Work required =>
Name every person who appears by name in the mailing-list post below.

Text extract =>
= = = =

Behavior of += (was Re: [Python-Dev] Customization docs)

John Roth johnroth at ameritech.net
Wed Jun 5 07:51:49 EDT 2002


"Delaney, Timothy" <tdelaney at avaya.com> wrote in message
news:mailman.1023234674.21472.python-list at python.org...
> > From: Jeff Epler [mailto:jepler at unpythonic.net]
> >
> > On Tue, Jun 04, 2002 at 12:01:56PM -0400, Steve Holden wrote:
> > > >>> a = b = [1,2,3]
> > > >>> a += [4]
> > > >>> a, id(a), b, id(b)
> > > ([1, 2, 3, 4], 269472088, [1, 2, 3, 4], 269472088)
> > > >>>
> > >
> > > Where did the rebinding take place? ISTM that "a" is still
> > bound to the same
> > > list, which has been modified in place.
> >
> > Sure it rebinds a (just to the same object formerly bound to it) ..

= = = =

Raw data =>
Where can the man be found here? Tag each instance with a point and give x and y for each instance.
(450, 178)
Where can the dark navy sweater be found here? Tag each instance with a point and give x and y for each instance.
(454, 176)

= = = =

Solution to the problem =>
John Roth, Timothy Delaney, Jeff Epler, Steve Holden